## Written request
Set out every line of the records below as a numbered list, dropping any blank lines.

## Records supplied
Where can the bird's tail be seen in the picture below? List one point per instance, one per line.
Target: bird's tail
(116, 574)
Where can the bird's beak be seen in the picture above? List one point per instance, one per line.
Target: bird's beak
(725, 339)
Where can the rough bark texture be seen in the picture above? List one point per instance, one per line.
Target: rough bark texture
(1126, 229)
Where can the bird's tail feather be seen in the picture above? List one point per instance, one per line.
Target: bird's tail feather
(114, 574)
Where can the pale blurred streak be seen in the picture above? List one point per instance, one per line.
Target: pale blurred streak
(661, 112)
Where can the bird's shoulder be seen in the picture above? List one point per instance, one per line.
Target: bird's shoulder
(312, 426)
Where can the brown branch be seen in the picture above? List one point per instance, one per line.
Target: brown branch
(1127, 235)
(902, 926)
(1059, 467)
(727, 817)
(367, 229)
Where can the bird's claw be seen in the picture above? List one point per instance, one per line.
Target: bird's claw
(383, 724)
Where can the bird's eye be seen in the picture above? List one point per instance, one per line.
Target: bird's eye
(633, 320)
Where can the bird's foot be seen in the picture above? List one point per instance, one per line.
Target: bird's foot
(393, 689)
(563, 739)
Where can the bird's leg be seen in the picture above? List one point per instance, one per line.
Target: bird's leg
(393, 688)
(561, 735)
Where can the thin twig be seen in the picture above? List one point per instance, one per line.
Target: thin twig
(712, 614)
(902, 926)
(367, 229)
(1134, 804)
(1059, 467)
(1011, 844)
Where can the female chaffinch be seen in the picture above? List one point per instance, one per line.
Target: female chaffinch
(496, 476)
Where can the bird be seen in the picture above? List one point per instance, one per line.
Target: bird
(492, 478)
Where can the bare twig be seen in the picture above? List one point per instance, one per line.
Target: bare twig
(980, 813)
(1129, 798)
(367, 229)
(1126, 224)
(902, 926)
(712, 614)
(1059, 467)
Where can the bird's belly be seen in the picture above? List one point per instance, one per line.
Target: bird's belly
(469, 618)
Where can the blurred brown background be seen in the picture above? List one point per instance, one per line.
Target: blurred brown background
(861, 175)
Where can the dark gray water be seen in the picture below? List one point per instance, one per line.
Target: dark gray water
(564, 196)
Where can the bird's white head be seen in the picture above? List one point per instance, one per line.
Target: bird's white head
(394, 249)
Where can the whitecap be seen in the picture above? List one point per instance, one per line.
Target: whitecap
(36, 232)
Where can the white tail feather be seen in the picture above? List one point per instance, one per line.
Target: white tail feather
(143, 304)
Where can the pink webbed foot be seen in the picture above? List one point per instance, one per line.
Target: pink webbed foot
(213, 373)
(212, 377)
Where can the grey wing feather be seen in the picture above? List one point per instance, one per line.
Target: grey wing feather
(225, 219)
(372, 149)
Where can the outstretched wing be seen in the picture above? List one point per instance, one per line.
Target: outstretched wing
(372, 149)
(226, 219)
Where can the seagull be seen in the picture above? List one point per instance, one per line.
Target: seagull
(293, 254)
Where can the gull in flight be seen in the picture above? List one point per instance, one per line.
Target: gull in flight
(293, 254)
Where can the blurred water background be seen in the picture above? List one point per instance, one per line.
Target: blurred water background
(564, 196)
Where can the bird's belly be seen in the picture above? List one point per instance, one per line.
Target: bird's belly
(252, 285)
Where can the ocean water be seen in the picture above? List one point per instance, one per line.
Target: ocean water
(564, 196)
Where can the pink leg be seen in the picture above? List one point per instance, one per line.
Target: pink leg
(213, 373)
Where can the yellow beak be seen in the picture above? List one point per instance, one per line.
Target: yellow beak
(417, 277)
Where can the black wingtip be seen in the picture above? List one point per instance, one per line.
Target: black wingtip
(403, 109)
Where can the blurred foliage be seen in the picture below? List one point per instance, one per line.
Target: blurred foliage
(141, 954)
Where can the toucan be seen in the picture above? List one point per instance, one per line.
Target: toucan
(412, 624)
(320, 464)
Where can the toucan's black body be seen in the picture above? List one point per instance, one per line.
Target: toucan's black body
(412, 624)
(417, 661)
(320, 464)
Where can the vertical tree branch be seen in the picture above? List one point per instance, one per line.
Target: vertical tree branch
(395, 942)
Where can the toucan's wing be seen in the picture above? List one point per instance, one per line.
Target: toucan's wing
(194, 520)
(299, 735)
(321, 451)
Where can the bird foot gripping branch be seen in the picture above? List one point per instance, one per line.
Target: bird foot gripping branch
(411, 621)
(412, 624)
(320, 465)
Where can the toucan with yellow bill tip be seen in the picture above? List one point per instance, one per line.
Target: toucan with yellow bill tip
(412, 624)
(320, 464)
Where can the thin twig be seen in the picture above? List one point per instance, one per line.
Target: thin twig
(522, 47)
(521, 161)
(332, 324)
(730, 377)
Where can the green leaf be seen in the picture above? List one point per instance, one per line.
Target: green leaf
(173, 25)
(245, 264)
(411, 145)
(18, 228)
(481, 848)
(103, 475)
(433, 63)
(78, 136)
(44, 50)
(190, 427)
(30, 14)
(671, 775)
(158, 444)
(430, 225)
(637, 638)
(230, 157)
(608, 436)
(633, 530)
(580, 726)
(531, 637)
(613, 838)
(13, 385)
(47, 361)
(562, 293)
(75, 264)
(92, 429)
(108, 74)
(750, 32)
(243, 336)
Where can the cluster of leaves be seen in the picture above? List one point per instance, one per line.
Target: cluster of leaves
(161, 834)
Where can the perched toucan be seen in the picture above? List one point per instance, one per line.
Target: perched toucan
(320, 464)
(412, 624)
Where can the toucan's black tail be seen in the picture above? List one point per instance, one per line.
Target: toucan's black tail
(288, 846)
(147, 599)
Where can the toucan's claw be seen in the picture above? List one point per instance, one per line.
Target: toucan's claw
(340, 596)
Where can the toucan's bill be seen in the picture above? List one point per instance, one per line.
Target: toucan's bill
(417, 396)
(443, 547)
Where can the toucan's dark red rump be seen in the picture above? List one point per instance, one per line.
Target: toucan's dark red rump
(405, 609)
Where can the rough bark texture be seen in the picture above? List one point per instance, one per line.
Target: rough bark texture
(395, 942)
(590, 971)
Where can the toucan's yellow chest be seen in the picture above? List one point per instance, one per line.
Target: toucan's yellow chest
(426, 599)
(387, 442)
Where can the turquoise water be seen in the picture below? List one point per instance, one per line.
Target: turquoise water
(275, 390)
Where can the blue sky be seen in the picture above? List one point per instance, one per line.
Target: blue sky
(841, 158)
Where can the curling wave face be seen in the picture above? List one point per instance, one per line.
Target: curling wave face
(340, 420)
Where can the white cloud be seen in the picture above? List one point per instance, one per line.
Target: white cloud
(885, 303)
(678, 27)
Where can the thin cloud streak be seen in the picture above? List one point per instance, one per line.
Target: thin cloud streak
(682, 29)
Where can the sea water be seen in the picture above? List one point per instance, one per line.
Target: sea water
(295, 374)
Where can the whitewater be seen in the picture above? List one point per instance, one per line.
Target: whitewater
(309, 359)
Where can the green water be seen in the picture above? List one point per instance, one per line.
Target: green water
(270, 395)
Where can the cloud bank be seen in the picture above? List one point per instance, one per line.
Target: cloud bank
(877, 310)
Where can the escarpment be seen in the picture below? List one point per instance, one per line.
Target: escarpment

## Exercise response
1. Where can the bird's tail be seen in the picture below? List one point per instance, one per line.
2. Target: bird's tail
3. (116, 574)
4. Where can the bird's beak be seen in the picture above? List one point per instance, one per line.
5. Target: bird's beak
6. (725, 339)
7. Where can the rough bark texture be seen in the picture above? List one point per instance, one per line.
8. Target: rough bark texture
9. (1126, 229)
10. Where can the bird's tail feather be seen in the picture above? List one point per instance, one per line.
11. Target: bird's tail feather
12. (114, 574)
13. Where can the pale blurred streak be seen in the picture above? List one point per instance, one per line.
14. Target: pale blurred streak
15. (661, 112)
16. Where can the bird's shoulder be seen in the picture above? List one point per instance, one per line.
17. Target: bird's shoulder
18. (312, 426)
19. Where can the brown branch be seen in the picture above? List one point per instance, one per line.
20. Target: brown branch
21. (1127, 235)
22. (902, 926)
23. (1059, 467)
24. (727, 817)
25. (367, 229)
26. Where can the bird's claw be seen in the picture above? List one point per instance, one per line.
27. Target: bird's claw
28. (383, 724)
29. Where can the bird's eye be seen in the picture above? List one point per instance, one per line.
30. Target: bird's eye
31. (633, 320)
32. Where can the bird's foot be seen in the picture above? List one point per instance, one per line.
33. Target: bird's foot
34. (393, 689)
35. (563, 739)
36. Where can the bird's leg be seen in the picture above? List one point per instance, one per line.
37. Target: bird's leg
38. (393, 688)
39. (561, 735)
40. Where can the thin twig be seen in the picture above? List one point per instance, one per line.
41. Target: thin twig
42. (712, 614)
43. (902, 926)
44. (367, 229)
45. (1134, 804)
46. (1059, 467)
47. (1011, 844)
48. Where can the female chaffinch be seen in the picture above? List one point per instance, one per line.
49. Target: female chaffinch
50. (496, 476)
51. Where can the bird be seen in the picture above? List one point per instance, one per line.
52. Target: bird
53. (492, 478)
54. Where can the bare twig be seen in the picture above? List one point per instance, one per line.
55. Target: bare twig
56. (980, 813)
57. (1129, 798)
58. (367, 229)
59. (1126, 224)
60. (902, 926)
61. (712, 614)
62. (1059, 467)
63. Where can the bird's belly be seen in the picture above? List one point per instance, one per line.
64. Target: bird's belly
65. (469, 618)
66. Where can the blurred brown background be seen in the picture above? List one point per instance, one per line.
67. Target: blurred brown background
68. (861, 175)
69. Where can the dark gray water be seen in the picture below? List one point per instance, one per line.
70. Target: dark gray water
71. (564, 196)
72. Where can the bird's white head be seen in the picture above? List one point per instance, one per line.
73. Target: bird's white head
74. (394, 249)
75. Where can the whitecap be seen in the picture above? List one point per instance, one per line.
76. Target: whitecap
77. (36, 232)
78. Where can the white tail feather be seen in the picture above? List one point per instance, one per line.
79. Target: white tail feather
80. (143, 304)
81. Where can the pink webbed foot be seen in the picture above? List one point per instance, one per line.
82. Target: pink webbed foot
83. (213, 373)
84. (212, 377)
85. Where can the grey wing feather be seen in the picture above? List one point per instance, one per line.
86. Target: grey wing feather
87. (225, 219)
88. (372, 149)
89. Where can the outstretched wing be seen in the picture above? List one point per instance, one per line.
90. Target: outstretched wing
91. (372, 149)
92. (226, 219)
93. Where can the seagull be seen in the picture above? List one point per instance, one per line.
94. Target: seagull
95. (293, 254)
96. Where can the gull in flight be seen in the picture above? List one point per instance, one per line.
97. Target: gull in flight
98. (293, 254)
99. Where can the blurred water background be seen in the picture above? List one point per instance, one per line.
100. Target: blurred water background
101. (564, 196)
102. Where can the bird's belly be seen in the picture above? List one point per instance, one per line.
103. Target: bird's belly
104. (252, 285)
105. Where can the ocean water be seen in the picture above? List one point per instance, one per line.
106. Target: ocean water
107. (564, 196)
108. Where can the pink leg be seen in the picture above? List one point per instance, one per line.
109. Target: pink leg
110. (213, 373)
111. Where can the yellow beak be seen in the picture above? List one point per instance, one per line.
112. Target: yellow beak
113. (417, 277)
114. Where can the black wingtip be seen in the picture above? List one point per instance, one per line.
115. Target: black wingtip
116. (403, 109)
117. Where can the blurred foliage be seen in the picture below? List one point per instance, one per line.
118. Target: blurred foliage
119. (141, 954)
120. Where can the toucan be seen in the picture above? List one point per instance, one per line.
121. Target: toucan
122. (412, 624)
123. (320, 464)
124. Where can the toucan's black body be seen in the picture above? List one point per instance, one per line.
125. Target: toucan's black body
126. (412, 624)
127. (417, 661)
128. (320, 464)
129. Where can the vertical tree branch be seen in the picture above? List one point per instance, one per line.
130. Target: vertical tree branch
131. (395, 942)
132. Where can the toucan's wing be seen in the picture above? List one point per instance, one per line.
133. Target: toucan's wing
134. (194, 520)
135. (299, 735)
136. (321, 451)
137. Where can the bird foot gripping branch be seen in the picture above? List one point per instance, one per line.
138. Target: bird foot gripping branch
139. (411, 621)
140. (412, 624)
141. (320, 465)
142. Where can the toucan with yellow bill tip be seen in the picture above? List one point per instance, one per line.
143. Target: toucan with yellow bill tip
144. (412, 624)
145. (320, 464)
146. Where can the thin twig be seen in the picture above? List one point per instance, one per line.
147. Target: thin twig
148. (522, 47)
149. (521, 161)
150. (332, 324)
151. (730, 377)
152. Where can the green leaf be seen in the picture above? List one point per instance, one per line.
153. Target: green leaf
154. (173, 25)
155. (245, 264)
156. (411, 145)
157. (18, 228)
158. (481, 848)
159. (103, 475)
160. (433, 63)
161. (78, 136)
162. (44, 50)
163. (190, 427)
164. (30, 14)
165. (671, 775)
166. (158, 444)
167. (430, 225)
168. (637, 638)
169. (230, 157)
170. (608, 436)
171. (633, 530)
172. (580, 726)
173. (531, 637)
174. (613, 838)
175. (13, 385)
176. (47, 361)
177. (562, 293)
178. (75, 264)
179. (92, 429)
180. (108, 74)
181. (750, 32)
182. (243, 336)
183. Where can the cluster of leaves be seen in the picture above? List one point per instance, one per line.
184. Target: cluster of leaves
185. (161, 834)
186. Where can the perched toucan be seen in the picture above? List one point per instance, one per line.
187. Target: perched toucan
188. (320, 464)
189. (412, 624)
190. Where can the toucan's black tail be seen in the picture above? List one point per instance, one per line.
191. Target: toucan's black tail
192. (288, 846)
193. (147, 599)
194. Where can the toucan's claw be seen in the picture above? List one point per instance, one per line.
195. Target: toucan's claw
196. (340, 596)
197. Where can the toucan's bill be seen in the picture above? List one point per instance, one per line.
198. Target: toucan's bill
199. (417, 396)
200. (443, 547)
201. Where can the toucan's dark red rump be seen in the picture above? List one point per instance, one per line.
202. Target: toucan's dark red rump
203. (405, 609)
204. Where can the rough bark texture be seen in the picture above? List one point per instance, one per line.
205. Target: rough bark texture
206. (395, 942)
207. (590, 971)
208. Where can the toucan's yellow chest be seen in the picture above? List one point per instance, one per line.
209. Target: toucan's yellow chest
210. (426, 599)
211. (387, 442)
212. Where can the turquoise water be seen in the picture below? List one point per instance, one per line.
213. Target: turquoise water
214. (275, 390)
215. Where can the blue sky be seen in the picture above? List one point per instance, one per line.
216. Target: blue sky
217. (841, 158)
218. Where can the curling wave face be seen in the picture above? List one point per instance, one per line.
219. Target: curling wave face
220. (340, 420)
221. Where can the white cloud be seen in the picture above? List one point per instance, one per line.
222. Target: white cloud
223. (885, 303)
224. (678, 27)
225. Where can the thin cloud streak be seen in the picture above? List one point per instance, one per line.
226. Target: thin cloud streak
227. (682, 29)
228. Where can the sea water be seen in the picture above? List one point per instance, one per line.
229. Target: sea water
230. (295, 374)
231. Where can the whitewater be seen in the picture above? List one point per instance, one per line.
232. Target: whitewater
233. (309, 359)
234. Where can the green water be seen in the picture above? List one point per instance, one per line.
235. Target: green water
236. (270, 395)
237. Where can the cloud bank be seen in the picture above? List one point per instance, one per line.
238. Target: cloud bank
239. (877, 310)
240. Where can the escarpment be seen in the picture below? List one point per instance, one per line.
241. Target: escarpment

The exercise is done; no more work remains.